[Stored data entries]
-=-=-
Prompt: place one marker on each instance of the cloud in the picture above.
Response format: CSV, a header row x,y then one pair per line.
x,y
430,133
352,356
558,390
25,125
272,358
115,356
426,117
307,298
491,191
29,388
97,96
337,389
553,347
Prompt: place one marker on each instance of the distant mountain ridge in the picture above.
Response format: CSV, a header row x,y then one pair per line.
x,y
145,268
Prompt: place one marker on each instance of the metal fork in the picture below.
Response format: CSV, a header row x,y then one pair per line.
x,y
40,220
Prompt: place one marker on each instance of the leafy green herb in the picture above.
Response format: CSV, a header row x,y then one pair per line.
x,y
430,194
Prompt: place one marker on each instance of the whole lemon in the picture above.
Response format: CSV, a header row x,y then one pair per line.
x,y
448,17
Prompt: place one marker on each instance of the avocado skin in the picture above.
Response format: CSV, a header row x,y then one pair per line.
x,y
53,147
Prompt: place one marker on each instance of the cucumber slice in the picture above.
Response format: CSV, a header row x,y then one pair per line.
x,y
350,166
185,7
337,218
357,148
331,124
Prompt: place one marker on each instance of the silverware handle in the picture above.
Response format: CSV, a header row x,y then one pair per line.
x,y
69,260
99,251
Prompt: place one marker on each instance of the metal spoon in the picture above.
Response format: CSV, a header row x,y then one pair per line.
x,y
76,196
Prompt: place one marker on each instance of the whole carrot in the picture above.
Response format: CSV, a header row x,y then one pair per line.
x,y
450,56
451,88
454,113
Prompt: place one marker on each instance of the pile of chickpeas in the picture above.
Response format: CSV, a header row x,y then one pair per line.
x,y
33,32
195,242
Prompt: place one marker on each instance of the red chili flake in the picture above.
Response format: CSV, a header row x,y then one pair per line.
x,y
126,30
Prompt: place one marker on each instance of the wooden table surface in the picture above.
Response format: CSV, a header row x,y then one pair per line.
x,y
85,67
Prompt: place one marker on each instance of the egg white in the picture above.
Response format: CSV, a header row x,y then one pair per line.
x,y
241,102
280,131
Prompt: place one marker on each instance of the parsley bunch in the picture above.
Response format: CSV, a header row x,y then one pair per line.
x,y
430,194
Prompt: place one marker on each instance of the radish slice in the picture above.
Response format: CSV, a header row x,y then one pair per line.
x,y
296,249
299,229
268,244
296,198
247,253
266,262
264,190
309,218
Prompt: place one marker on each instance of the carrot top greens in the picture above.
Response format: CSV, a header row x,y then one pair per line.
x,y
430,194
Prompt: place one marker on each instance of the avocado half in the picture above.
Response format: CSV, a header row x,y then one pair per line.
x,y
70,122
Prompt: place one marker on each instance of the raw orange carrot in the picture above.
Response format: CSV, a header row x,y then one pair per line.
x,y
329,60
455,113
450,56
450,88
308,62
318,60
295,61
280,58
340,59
-=-=-
• WORK REQUEST:
Your response should consist of the data above, duplicated exactly.

• RESULT FOR THIS TASK:
Prompt: place one marker on each instance of the cloud in the picture above.
Response format: CSV, a header row x,y then one pair per line.
x,y
430,133
352,356
558,390
25,125
272,358
115,356
426,117
307,298
491,191
29,388
97,96
337,389
553,347
Prompt: place one marker on each instance of the distant mountain ridge in the picture above.
Response format: CSV, a header row x,y then one pair per line.
x,y
145,268
Prompt: place one marker on each instance of the metal fork in the picture below.
Response format: CSV, a header row x,y then one pair per line.
x,y
40,220
Prompt: place one marker on each instance of the leafy green herb in the picture above.
Response format: CSV, a header row x,y then one pair per line.
x,y
430,194
Prompt: place one marker on each instance of the whole lemon in the picture above.
Response format: CSV, a header row x,y then one pair per line.
x,y
448,17
Prompt: place one marker on each instance of the avocado skin in the picture above.
Response format: CSV, a header row x,y then one pair per line.
x,y
53,147
Prompt: place one marker on each instance of the cucumber slice in the picture above.
Response format: CSV, a header row x,y then one pair per line.
x,y
350,166
185,7
337,218
357,148
331,124
Prompt: place one marker on each instance of the silverware handle in the picture above.
Response format: CSV, a header row x,y then one pair per line.
x,y
69,260
99,251
Prompt: place one marker on each instance of the metal spoon in the picture above.
Response format: CSV, a header row x,y then one pair per line.
x,y
76,196
Prompt: place one marker on each instance of the whole carrot in the picture above.
Response format: CSV, a header row x,y then one pair per line.
x,y
450,56
451,88
454,113
Prompt: place one marker on each instance of the pile of chickpeas in the picture above.
Response format: CSV, a header row x,y then one pair per line.
x,y
33,32
195,242
Prompt: place one marker on each instance of the red chili flake in the picture above.
Response format: CSV, a header row x,y then one pair per line.
x,y
126,30
Prompt: place one marker on each instance of the wooden table surface in the picture above.
Response format: CSV, a header row x,y then one pair per line.
x,y
85,67
Prompt: place one marker on each instance of the egg white in the picture above.
Response format: CSV, a header row x,y then one pair per line.
x,y
241,102
280,131
Prompt: place one marker on each instance of the parsley bunch in the picture above.
Response format: CSV, a header row x,y then one pair per line.
x,y
430,194
Prompt: place one marker on each instance of the radish slice in the picture above.
Response format: CSV, a header row x,y then one pair per line.
x,y
296,249
299,229
268,244
296,198
247,253
266,262
264,190
309,218
Prompt: place one marker on each instance of the carrot top greens in the picture above.
Response format: CSV, a header row x,y then one pair per line.
x,y
430,194
Prompt: place one marker on each instance of the avocado half in the picture above.
Response format: CSV, a header row x,y then one pair per line.
x,y
70,122
Prompt: place one marker on each instance of the raw orange carrot in the picture above.
Response format: CSV, a header row x,y then one pair per line.
x,y
329,60
455,113
450,56
450,88
308,62
318,60
295,61
280,58
340,59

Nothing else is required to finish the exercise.